■ Description of the task:
Reproduce verbatim the stretch of the limit-evaluation thread below from "I am having" through "still get 0/0.".

■ Document extract:
-- BEGIN --

I am having difficulties evaluating this limit:
$$\lim _{t\to \infty \:}\left(\frac{1-\frac{\sqrt{t}}{\sqrt{t+1}}}{2-\frac{\sqrt{4t\:+\:1}}{\sqrt{t+2}}}\right)$$ I have tried to divide out by $\frac{\sqrt{t}}{\sqrt{t+1}}$ in the numerator and denominator but I run into problems and I also tried to divide through with $\sqrt{t}$ but I still get 0/0.
I've been stumped for hours and need a heads up on this.
On
Write your quotient in the form $$\frac{\sqrt{t+2}}{\sqrt{t+1}}\cdot \frac{\sqrt{t+1}-\sqrt{t}}{2\sqrt{t+2}-\sqrt{4t+1}}$$ and multiply numerator and denominator by $$\sqrt{t+1}+\sqrt{t}$$ and after this by $$2\sqrt{t+2}+\sqrt{4t+1}$$ and you will get $$\frac{\sqrt{t+2}}{\sqrt{t+1}}\cdot \frac{1}{7}\frac{2\sqrt{t+2}+\sqrt{4t+1}}{\sqrt{t+1}+\sqrt{t}}$$
On
You can multiply the top and bottom by their conjugates to get: $$\lim_\limits{t\to\infty} \frac{1}{7}\cdot \frac{2+\sqrt{\frac{4t+1}{t+2}}}{1+\sqrt{\frac{t}{t+1}}}=\frac{1}{7}\cdot \frac{2+2}{1+1}=\frac27.$$
On
$$\frac{1-\frac{\sqrt{t}}{\sqrt{t+1}}}{2-\frac{\sqrt{4t\:+\:1}}{\sqrt{t+2}}}= \frac{1-\frac{\sqrt{t}}{\sqrt{t+1}}}{2-\frac{\sqrt{4t\:+\:1}}{\sqrt{t+2}}} \frac{1+\frac{\sqrt{t}}{\sqrt{t+1}}}{2+\frac{\sqrt{4t\:+\:1}}{\sqrt{t+2}}} \frac{2+\frac{\sqrt{4t\:+\:1}}{\sqrt{t+2}}}{1+\frac{\sqrt{t}}{\sqrt{t+1}}}= \frac{1-\frac{{t}}{{t+1}}}{4-\frac{{4t\:+\:1}}{{t+2}}} \frac{2+\frac{\sqrt{4t\:+\:1}}{\sqrt{t+2}}}{1+\frac{\sqrt{t}}{\sqrt{t+1}}}= \frac{\frac{1}{t+1}}{\frac{7}{t+2}} \frac{2+\frac{\sqrt{4t\:+\:1}}{\sqrt{t+2}}}{1+\frac{\sqrt{t}}{\sqrt{t+1}}}=\frac17\frac{t+2}{t+1}\frac{2+\frac{\sqrt{4t\:+\:1}}{\sqrt{t+2}}}{1+\frac{\sqrt{t}}{\sqrt{t+1}}}\to\frac17\cdot1 \cdot \frac42=\frac27$$
On
What I interpret Dr. Graubner's directions to mean.

-- END --

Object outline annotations
-- BEGIN --

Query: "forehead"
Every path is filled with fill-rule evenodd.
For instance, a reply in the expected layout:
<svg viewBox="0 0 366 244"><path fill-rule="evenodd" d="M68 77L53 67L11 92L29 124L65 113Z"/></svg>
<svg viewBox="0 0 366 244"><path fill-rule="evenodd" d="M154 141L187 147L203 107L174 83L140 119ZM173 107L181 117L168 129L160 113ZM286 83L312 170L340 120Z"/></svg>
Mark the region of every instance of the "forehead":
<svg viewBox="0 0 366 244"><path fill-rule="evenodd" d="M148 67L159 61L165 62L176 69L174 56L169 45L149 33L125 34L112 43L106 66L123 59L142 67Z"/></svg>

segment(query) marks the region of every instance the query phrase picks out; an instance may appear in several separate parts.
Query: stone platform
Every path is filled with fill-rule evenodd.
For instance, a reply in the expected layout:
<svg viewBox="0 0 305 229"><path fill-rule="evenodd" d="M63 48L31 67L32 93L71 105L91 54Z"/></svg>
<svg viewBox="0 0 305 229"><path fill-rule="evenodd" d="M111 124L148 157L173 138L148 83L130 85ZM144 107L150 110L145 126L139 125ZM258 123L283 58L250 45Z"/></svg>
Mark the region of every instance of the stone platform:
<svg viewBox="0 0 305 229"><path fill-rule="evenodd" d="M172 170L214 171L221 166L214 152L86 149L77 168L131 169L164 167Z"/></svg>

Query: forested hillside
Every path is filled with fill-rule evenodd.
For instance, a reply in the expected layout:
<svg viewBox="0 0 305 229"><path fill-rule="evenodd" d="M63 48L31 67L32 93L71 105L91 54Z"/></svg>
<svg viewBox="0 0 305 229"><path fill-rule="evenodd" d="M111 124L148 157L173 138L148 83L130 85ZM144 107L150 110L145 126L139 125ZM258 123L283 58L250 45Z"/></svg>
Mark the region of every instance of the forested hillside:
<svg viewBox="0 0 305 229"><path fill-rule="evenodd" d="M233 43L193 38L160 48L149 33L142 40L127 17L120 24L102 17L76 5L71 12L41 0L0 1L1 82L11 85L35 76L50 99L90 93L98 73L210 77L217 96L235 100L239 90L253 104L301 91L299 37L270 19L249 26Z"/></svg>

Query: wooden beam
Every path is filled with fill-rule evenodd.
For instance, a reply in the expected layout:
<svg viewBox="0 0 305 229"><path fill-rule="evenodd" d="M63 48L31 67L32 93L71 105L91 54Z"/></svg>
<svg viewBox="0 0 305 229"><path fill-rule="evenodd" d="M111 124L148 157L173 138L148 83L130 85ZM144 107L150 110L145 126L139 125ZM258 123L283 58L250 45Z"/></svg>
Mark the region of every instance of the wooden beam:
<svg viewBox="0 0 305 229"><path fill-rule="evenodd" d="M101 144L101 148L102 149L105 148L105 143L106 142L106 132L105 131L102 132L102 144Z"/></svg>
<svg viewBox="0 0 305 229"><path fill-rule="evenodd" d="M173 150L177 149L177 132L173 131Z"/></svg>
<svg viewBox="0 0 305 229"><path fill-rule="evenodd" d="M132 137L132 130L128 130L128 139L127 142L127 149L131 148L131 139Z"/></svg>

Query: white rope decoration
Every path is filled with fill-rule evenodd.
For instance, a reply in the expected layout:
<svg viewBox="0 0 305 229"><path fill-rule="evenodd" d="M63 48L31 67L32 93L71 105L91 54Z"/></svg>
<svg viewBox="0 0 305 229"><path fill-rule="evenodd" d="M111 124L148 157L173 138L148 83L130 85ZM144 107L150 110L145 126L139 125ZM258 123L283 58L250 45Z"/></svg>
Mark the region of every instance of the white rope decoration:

-- END --

■ Task answer:
I am having difficulties evaluating this limit:
$$\lim _{t\to \infty \:}\left(\frac{1-\frac{\sqrt{t}}{\sqrt{t+1}}}{2-\frac{\sqrt{4t\:+\:1}}{\sqrt{t+2}}}\right)$$ I have tried to divide out by $\frac{\sqrt{t}}{\sqrt{t+1}}$ in the numerator and denominator but I run into problems and I also tried to divide through with $\sqrt{t}$ but I still get 0/0.